PROBLEM TO WORK ON -
Could you find every line in the entries below that holds the word "locate" and copy it?

[[ AVAILABLE RECORDS, beginning ]]

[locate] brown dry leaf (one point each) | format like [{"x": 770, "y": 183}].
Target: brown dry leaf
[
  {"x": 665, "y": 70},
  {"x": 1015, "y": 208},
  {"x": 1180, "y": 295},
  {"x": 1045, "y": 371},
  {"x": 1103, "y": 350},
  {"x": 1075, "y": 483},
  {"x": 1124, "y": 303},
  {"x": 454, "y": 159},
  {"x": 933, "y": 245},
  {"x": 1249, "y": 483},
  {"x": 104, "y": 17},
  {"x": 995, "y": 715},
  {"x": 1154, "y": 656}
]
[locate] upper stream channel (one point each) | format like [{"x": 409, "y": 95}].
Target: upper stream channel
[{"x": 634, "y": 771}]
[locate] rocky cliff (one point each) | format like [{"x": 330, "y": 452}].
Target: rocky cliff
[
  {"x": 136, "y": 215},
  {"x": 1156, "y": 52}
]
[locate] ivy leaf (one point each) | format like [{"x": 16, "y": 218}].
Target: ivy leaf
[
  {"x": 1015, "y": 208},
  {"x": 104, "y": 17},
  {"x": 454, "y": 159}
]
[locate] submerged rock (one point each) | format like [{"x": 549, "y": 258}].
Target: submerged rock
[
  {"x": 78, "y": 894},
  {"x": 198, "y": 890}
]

[[ AVAILABLE RECORDS, end ]]

REPLY -
[locate] brown dry leaf (one point each) | format like [{"x": 770, "y": 183}].
[locate] upper stream channel (one point each) | format like [{"x": 409, "y": 95}].
[locate] rocky cliff (one point each) | format like [{"x": 330, "y": 452}].
[locate] ivy leaf (one point each) | format like [{"x": 16, "y": 218}].
[locate] submerged rock (one point each) | format like [{"x": 549, "y": 258}].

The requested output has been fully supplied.